**Reading text:**

Omer and Elsie filled their time those summers, just sitting around and playing cards. They were on holidays. They arrived empty-handed except for the boxes of clothing and did nothing to help with the work on the farm or in the house. My mother remembers this summer ritual going on for many years until one summer when her mother had become ill. She was unable to entertain four additional guests in the house that summer. She asked if her brother and his family would consider renting a cabin at Studholme’s Camp at nearby Lake Chebogan.



One might think that Omer and Elsie would have been eager to help the now ailing Blanche who had received them so well for so many years. Instead, they were insulted and moved their summer excursion to Maniwaki at his sister Marie’s home, never again to return to Crystal Falls.

As for Jos, he became a kind of nomad. To my mother, he was a mysterious fellow who would disappear for months at a time until he would suddenly magically reappear in their hayloft. And that is where he spent the summer nights…sleeping in the hayloft. This was a coveted place on the farm. Often the children too would opt to sleep out in the barn rather than in their warm, stuffy rooms.



My mother later understood that Jos’ disappearance for all those months was spent working at a lumber camp. For a while, he worked on the dam on the French river. He seemed to drift in and out of my mother’s family like a fog that creeps in overnight and lifts and is gone by morning. My mother remembers him as being around all her growing up years. He was easy-going and was generally well-liked by everyone.



When he really needed to let loose, he would sometimes take a room at a hotel in town where he squandered his hard-earned dollars on wine, women and song. This was his practice…what his life had become. He worked hard all winter, made his money, and then spent it on drink during the summer until there was not a penny left.



As he became older, Jos’ lifestyle took its toll on him. His drinking caused him to become increasingly belligerent and difficult to be around. Eventually, his body ravaged by alcohol, no longer able to work in the camps, he moved in with his sister Bernadette in Sudbury. He perished at the age of 58 of a heart attack.



Although Jos never married, he had once known love. Her name was Lisette. She was Jos’ first love. Her eyes twinkled with mischief at him as her long dark hair curled wildly against her fair skin. But it was her infectious laughter and her light spirit that had entranced Jos since the moment they first met. Although he was a little more than two years older than Lisette, he always managed to sit near her at school or at church. Lisette, in turn had grown to love Jos for his gentleness. She loved the way he would sit with her and quietly talk about this and that. They never tired of one another’s company.

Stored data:
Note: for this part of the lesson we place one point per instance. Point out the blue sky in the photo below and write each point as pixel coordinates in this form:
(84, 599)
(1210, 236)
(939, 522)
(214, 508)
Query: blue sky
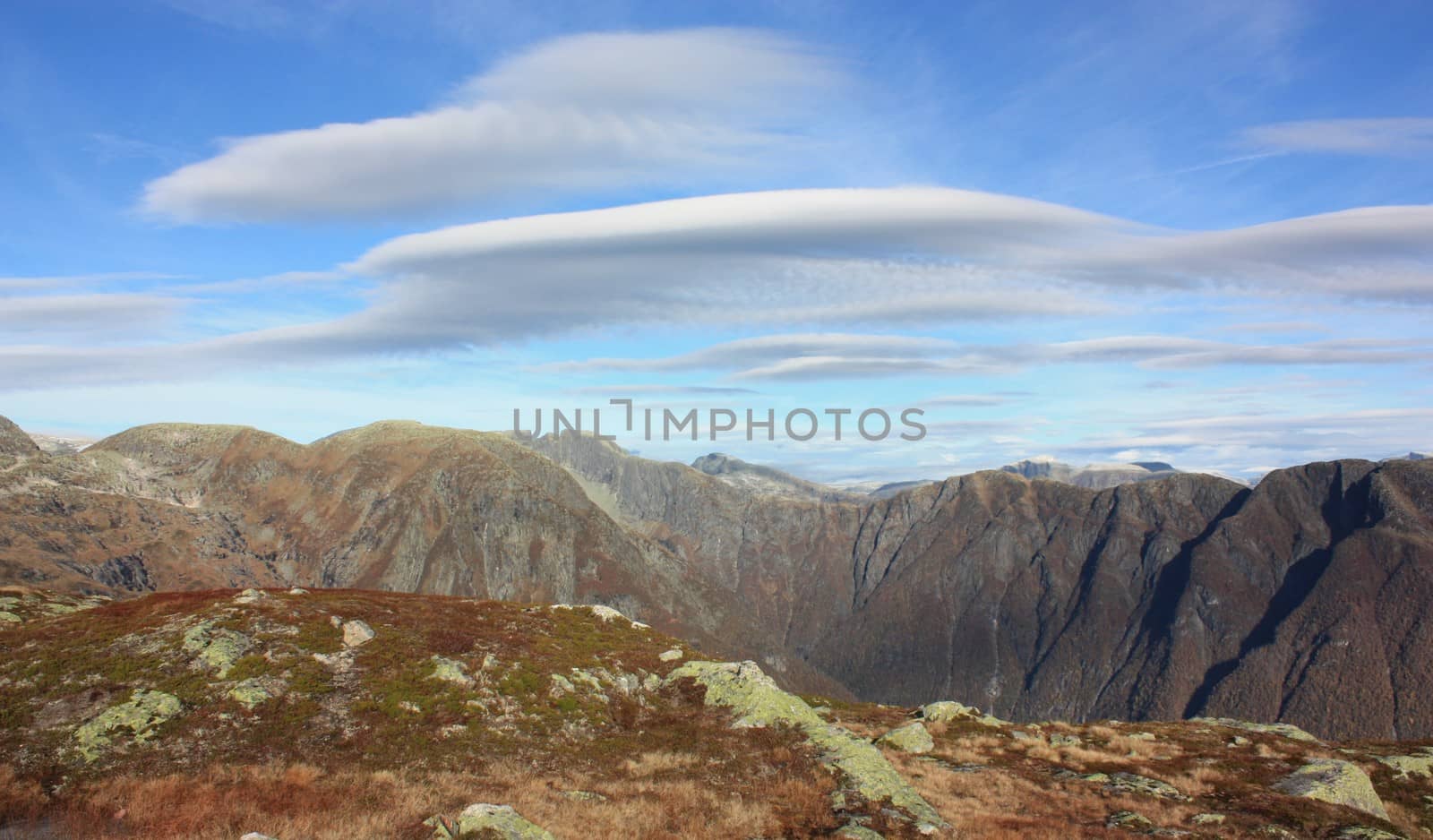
(1194, 233)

**Work order 1:** From the family story, extract the passage that begins at the words "When he really" and stops after the words "a heart attack.".
**Work order 2:** In the family story, at what age did Jos die, and of what cause?
**Work order 3:** Rewrite the paragraph of the family story that begins "When he really needed to let loose" in a shorter form, keeping its main facts.
The entries have no connection to the family story.

**Task answer 1:**
When he really needed to let loose, he would sometimes take a room at a hotel in town where he squandered his hard-earned dollars on wine, women and song. This was his practice…what his life had become. He worked hard all winter, made his money, and then spent it on drink during the summer until there was not a penny left.



As he became older, Jos’ lifestyle took its toll on him. His drinking caused him to become increasingly belligerent and difficult to be around. Eventually, his body ravaged by alcohol, no longer able to work in the camps, he moved in with his sister Bernadette in Sudbury. He perished at the age of 58 of a heart attack.

**Task answer 2:** He died at age 58 of a heart attack.

**Task answer 3:** To let loose, Jos sometimes took a hotel room in town and spent his hard-earned money on wine, women and song. This became his pattern: he worked hard all winter, then spent his earnings on drink over the summer until nothing was left.